*** Task material Section Begins ***
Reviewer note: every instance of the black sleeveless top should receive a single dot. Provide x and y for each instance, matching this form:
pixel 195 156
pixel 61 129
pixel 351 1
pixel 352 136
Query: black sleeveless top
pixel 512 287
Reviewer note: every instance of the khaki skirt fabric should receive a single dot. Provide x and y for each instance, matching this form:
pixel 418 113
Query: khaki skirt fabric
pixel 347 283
*** Task material Section Ends ***
[What this task involves] Within the entries, find all lines holding "Provide" and copy each one.

[Exercise response]
Reviewer note: every instance of the black sleeveless top should receive a single dot. Provide x and y for each instance, matching this form:
Reviewer note: every instance of the khaki skirt fabric should receive a single dot. Provide x and y for each instance, matching this form:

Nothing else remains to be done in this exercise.